New partnership arrow aimed at women’s hearts
HEART disease is often seen as a men's health issue, but it shouldn't be forgotten that every day women die of heart disease; in fact, 22 every day in Australia.
The concern around how many of those women took the time to get their heart health tested is being tackled by a new partnership.
The Heart Foundation and HESTA have joined together to develop an awareness campaign which will encourage women to better understand the warning signs of a heart attack and to get regular heart health checks with their GP.
HESTA has more than 680,000 female members who work in the health and community services sector.
Heart Foundation National chief executive officer, Adjunct Professor John Kelly, said partnering with HESTA provides an opportunity to reach more women right around Australia. "HESTA can help us raise awareness with new audiences and in new ways.
"A significant number of HESTA members live and work in rural and regional areas, so we want to support them to improve their heart health and wellbeing, and encourage other women to do likewise."
Prof Kelly noted that only three in 10 women recognise heart disease as personally relevant. "This perception has had a significant impact on heart health outcomes for women," Prof Kelly said.
"Women often don't recognise the warning signs of a heart attack and are generally slower to seek help. Subsequent delays in their diagnosis and treatment lead to worse survival and recovery rates compared to men.
"We also know that women are more likely to look after their loved ones' health than their own. This is a belief we need to change, women can only look after others if they look after themselves first."
The partnership will also focus on reducing the impact of smoking and tobacco products on the health of Australians.
HESTA has a tobacco exclusion across its entire portfolio of investments and was one of the first Australian super funds to sign the Investor Statement on Tobacco, encouraging other investors to acknowledge this global issue.
Prof Kelly said that while smoking rates had fallen significantly over the last few decades, it still remains a leading risk to the health of many Australians, with smoking contributing to the loss of 15,000 lives each year.
"While we know that smoking increases the risk of coronary heart disease for both genders, a number of studies have shown that women who smoke have an increased risk of coronary heart disease compared to men," Prof Kelly said.
"The reasons for the increased risk are not fully known but hormones, the use of the contraceptive pill and inadequate physical activity leave women who do smoke more vulnerable to heart, lung and blood vessel disease. Australia has done a good job in driving smoking rates down - but there is room to do better."

Source data ->

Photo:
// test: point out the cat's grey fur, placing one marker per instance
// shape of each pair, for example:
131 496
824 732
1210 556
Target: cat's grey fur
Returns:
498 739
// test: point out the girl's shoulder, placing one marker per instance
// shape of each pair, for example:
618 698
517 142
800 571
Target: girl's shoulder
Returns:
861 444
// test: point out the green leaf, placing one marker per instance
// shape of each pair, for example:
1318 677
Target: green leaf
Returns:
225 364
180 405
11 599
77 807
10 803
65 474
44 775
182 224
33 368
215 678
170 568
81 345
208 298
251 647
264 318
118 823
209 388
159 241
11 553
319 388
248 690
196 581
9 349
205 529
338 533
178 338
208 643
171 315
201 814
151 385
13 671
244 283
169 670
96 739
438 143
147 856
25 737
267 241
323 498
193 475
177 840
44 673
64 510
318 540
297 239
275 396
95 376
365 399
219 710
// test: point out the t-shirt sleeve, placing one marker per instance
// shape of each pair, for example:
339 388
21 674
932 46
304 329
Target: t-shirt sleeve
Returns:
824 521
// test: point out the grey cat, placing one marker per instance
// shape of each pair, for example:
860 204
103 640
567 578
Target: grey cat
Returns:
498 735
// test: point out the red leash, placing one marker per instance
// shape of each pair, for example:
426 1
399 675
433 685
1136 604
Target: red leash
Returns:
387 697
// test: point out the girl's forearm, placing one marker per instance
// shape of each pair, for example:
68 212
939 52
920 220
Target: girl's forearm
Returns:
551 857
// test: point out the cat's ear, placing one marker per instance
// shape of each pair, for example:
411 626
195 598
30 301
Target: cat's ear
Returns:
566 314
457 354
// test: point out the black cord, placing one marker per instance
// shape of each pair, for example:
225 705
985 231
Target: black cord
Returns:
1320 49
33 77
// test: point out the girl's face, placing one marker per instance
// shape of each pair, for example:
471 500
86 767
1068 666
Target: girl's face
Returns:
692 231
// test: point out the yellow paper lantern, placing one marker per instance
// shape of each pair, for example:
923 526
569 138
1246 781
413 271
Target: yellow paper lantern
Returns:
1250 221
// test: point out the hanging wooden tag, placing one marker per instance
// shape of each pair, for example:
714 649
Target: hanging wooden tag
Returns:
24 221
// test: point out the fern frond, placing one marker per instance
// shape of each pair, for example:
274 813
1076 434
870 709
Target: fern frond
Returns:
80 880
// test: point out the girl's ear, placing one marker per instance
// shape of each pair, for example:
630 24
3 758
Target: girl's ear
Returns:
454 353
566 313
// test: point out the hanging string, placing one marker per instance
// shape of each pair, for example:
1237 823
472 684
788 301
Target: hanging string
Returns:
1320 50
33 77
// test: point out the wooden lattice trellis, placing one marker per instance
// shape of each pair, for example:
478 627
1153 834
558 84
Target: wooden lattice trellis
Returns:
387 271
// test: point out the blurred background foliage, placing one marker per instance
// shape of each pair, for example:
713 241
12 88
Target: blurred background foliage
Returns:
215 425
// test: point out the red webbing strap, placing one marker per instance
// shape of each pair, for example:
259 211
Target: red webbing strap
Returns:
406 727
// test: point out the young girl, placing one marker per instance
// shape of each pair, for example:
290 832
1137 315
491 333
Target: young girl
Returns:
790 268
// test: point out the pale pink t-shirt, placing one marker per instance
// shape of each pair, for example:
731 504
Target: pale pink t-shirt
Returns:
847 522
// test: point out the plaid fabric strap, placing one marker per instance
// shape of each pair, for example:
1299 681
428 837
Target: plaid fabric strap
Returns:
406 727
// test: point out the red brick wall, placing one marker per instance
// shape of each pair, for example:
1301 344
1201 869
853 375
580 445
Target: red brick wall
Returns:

Set of tasks ->
• a. Do these statements agree with the heart health article? Answer yes or no for each, and quote the words from the article that decide it.
(i) Twenty-two women die of heart disease every day in Australia.
(ii) HESTA has more than 680,000 female members.
(iii) Half of women recognise heart disease as personally relevant.
• b. Rewrite the paragraph of the heart health article that begins "HESTA has a tobacco exclusion" as a short list, keeping its main facts.
• c. Retype part of the heart health article word for word. Begin at "Prof Kelly said that" and stop after "lives each year.".

Solutions per task ->
• a.
(i) Yes: "in fact, 22 every day in Australia."
(ii) Yes: "HESTA has more than 680,000 female members who work in the health and community services sector."
(iii) No: "only three in 10 women recognise heart disease as personally relevant."

• b.
- HESTA excludes tobacco across its entire investment portfolio.
- It was one of the first Australian super funds to sign the Investor Statement on Tobacco.
- The statement encourages other investors to acknowledge tobacco as a global issue.

• c.
Prof Kelly said that while smoking rates had fallen significantly over the last few decades, it still remains a leading risk to the health of many Australians, with smoking contributing to the loss of 15,000 lives each year.